**AIM OF THE EXERCISE**: Rewrite the material below, changing every "positive clicks" to "foreground clicks" and leaving everything else as it is.

(Source data)
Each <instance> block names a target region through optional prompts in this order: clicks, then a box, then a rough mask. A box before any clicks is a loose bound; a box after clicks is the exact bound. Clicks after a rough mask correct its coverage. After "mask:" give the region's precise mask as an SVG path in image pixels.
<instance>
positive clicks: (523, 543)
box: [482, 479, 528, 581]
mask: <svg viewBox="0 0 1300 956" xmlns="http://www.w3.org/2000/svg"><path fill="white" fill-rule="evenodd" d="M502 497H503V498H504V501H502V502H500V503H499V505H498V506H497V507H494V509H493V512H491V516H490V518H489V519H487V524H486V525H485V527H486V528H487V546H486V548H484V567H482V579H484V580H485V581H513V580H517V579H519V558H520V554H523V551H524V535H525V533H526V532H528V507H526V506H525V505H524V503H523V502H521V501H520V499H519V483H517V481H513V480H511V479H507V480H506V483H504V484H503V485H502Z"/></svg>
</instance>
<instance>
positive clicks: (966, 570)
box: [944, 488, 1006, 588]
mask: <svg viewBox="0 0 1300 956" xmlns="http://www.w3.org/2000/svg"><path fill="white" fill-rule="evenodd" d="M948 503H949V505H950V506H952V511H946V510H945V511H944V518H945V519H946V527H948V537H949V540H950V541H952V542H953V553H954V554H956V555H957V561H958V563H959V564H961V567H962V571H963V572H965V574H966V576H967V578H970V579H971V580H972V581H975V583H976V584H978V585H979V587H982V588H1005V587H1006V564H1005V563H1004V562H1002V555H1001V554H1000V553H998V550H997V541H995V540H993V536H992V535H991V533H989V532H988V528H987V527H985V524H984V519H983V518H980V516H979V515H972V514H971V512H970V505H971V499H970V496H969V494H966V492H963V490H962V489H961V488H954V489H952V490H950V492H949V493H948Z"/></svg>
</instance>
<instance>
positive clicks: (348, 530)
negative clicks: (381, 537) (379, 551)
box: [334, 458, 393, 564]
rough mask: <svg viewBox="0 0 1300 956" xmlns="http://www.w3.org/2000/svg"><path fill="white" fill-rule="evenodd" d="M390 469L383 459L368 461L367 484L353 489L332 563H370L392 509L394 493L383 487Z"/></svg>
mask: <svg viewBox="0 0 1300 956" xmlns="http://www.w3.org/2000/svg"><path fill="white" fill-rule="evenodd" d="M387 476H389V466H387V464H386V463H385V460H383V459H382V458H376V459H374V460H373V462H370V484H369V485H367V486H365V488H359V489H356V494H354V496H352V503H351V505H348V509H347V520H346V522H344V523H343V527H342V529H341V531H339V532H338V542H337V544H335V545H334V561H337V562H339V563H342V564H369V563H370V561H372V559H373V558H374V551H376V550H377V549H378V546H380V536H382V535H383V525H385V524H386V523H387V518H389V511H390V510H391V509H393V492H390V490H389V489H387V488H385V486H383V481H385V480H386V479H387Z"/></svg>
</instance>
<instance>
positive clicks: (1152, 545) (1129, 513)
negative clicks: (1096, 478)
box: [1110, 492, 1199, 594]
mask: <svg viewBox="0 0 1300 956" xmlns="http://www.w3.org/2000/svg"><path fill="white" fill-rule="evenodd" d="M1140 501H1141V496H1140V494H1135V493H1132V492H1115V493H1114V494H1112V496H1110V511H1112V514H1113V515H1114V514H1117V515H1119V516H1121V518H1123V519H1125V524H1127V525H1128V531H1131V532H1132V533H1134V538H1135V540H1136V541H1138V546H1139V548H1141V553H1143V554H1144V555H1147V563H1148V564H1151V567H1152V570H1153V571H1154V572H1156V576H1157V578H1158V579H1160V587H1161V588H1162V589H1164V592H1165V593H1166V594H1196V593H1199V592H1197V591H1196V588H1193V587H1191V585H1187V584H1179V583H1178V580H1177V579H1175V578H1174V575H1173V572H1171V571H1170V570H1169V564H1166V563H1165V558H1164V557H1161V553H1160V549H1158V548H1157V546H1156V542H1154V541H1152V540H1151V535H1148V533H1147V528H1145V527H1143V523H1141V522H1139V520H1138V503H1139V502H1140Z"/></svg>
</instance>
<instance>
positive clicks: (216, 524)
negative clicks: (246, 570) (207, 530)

**OUTPUT**:
Each <instance> block names a target region through optional prompts in this order: clicks, then a box, then a rough mask. A box before any clicks is a loose bound; a box after clicks is the exact bound. Clicks after a rough mask correct its coverage. After "mask:" give the region's precise mask as an SVG path in image pixels.
<instance>
foreground clicks: (523, 543)
box: [482, 479, 528, 581]
mask: <svg viewBox="0 0 1300 956" xmlns="http://www.w3.org/2000/svg"><path fill="white" fill-rule="evenodd" d="M502 497H503V498H504V501H502V502H500V503H499V505H498V506H497V507H494V509H493V512H491V516H490V518H489V519H487V524H486V525H485V527H486V528H487V546H486V548H484V567H482V579H484V580H485V581H513V580H517V579H519V558H520V554H523V551H524V535H525V533H526V532H528V507H526V506H525V505H524V503H523V502H521V501H520V499H519V483H517V481H513V480H511V479H507V480H506V483H504V484H503V485H502Z"/></svg>
</instance>
<instance>
foreground clicks: (966, 570)
box: [944, 488, 1006, 588]
mask: <svg viewBox="0 0 1300 956" xmlns="http://www.w3.org/2000/svg"><path fill="white" fill-rule="evenodd" d="M948 503H949V505H950V506H952V511H946V510H945V511H944V518H945V519H946V527H948V537H949V540H950V541H952V542H953V553H954V554H956V555H957V561H958V563H959V564H961V567H962V571H963V572H965V574H966V576H967V578H970V579H971V580H972V581H975V583H976V584H978V585H979V587H982V588H1005V587H1006V564H1005V563H1004V562H1002V555H1001V554H1000V553H998V550H997V541H995V540H993V536H992V535H991V533H989V532H988V528H987V527H985V524H984V519H983V518H980V516H979V515H972V514H971V512H970V505H971V499H970V496H969V494H966V492H963V490H962V489H961V488H954V489H952V490H950V492H949V493H948Z"/></svg>
</instance>
<instance>
foreground clicks: (348, 530)
negative clicks: (381, 537) (379, 551)
box: [334, 458, 393, 564]
rough mask: <svg viewBox="0 0 1300 956" xmlns="http://www.w3.org/2000/svg"><path fill="white" fill-rule="evenodd" d="M390 469L383 459L368 461L367 484L353 489L332 563H370L392 509L394 493L383 487Z"/></svg>
mask: <svg viewBox="0 0 1300 956" xmlns="http://www.w3.org/2000/svg"><path fill="white" fill-rule="evenodd" d="M387 476H389V466H387V464H386V463H385V460H383V459H382V458H376V459H374V460H373V462H370V484H369V485H367V486H365V488H359V489H356V494H354V496H352V503H351V505H348V509H347V520H346V522H344V523H343V527H342V529H341V531H339V532H338V542H337V544H335V545H334V561H337V562H339V563H342V564H369V563H370V561H372V559H373V558H374V551H376V550H377V549H378V546H380V536H382V535H383V525H385V524H386V523H387V518H389V511H390V510H391V509H393V492H390V490H389V489H387V488H385V486H383V481H385V480H386V479H387Z"/></svg>
</instance>
<instance>
foreground clicks: (1152, 545) (1129, 513)
negative clicks: (1096, 478)
box: [1110, 492, 1199, 594]
mask: <svg viewBox="0 0 1300 956" xmlns="http://www.w3.org/2000/svg"><path fill="white" fill-rule="evenodd" d="M1140 501H1141V496H1140V494H1135V493H1132V492H1115V493H1114V494H1112V496H1110V511H1112V514H1113V515H1114V514H1117V515H1119V516H1121V518H1123V519H1125V524H1127V525H1128V531H1131V532H1132V533H1134V538H1135V540H1136V541H1138V546H1139V548H1141V553H1143V554H1144V555H1147V563H1148V564H1151V567H1152V570H1153V571H1154V572H1156V576H1157V578H1158V579H1160V587H1161V588H1162V589H1164V592H1165V593H1166V594H1196V593H1199V592H1197V591H1196V588H1193V587H1191V585H1187V584H1179V583H1178V580H1177V579H1175V578H1174V575H1173V572H1171V571H1170V570H1169V564H1166V563H1165V558H1164V557H1161V553H1160V549H1158V548H1157V546H1156V542H1154V541H1152V540H1151V535H1148V533H1147V528H1145V527H1143V523H1141V522H1139V520H1138V503H1139V502H1140Z"/></svg>
</instance>
<instance>
foreground clicks: (216, 524)
negative clicks: (246, 570) (207, 530)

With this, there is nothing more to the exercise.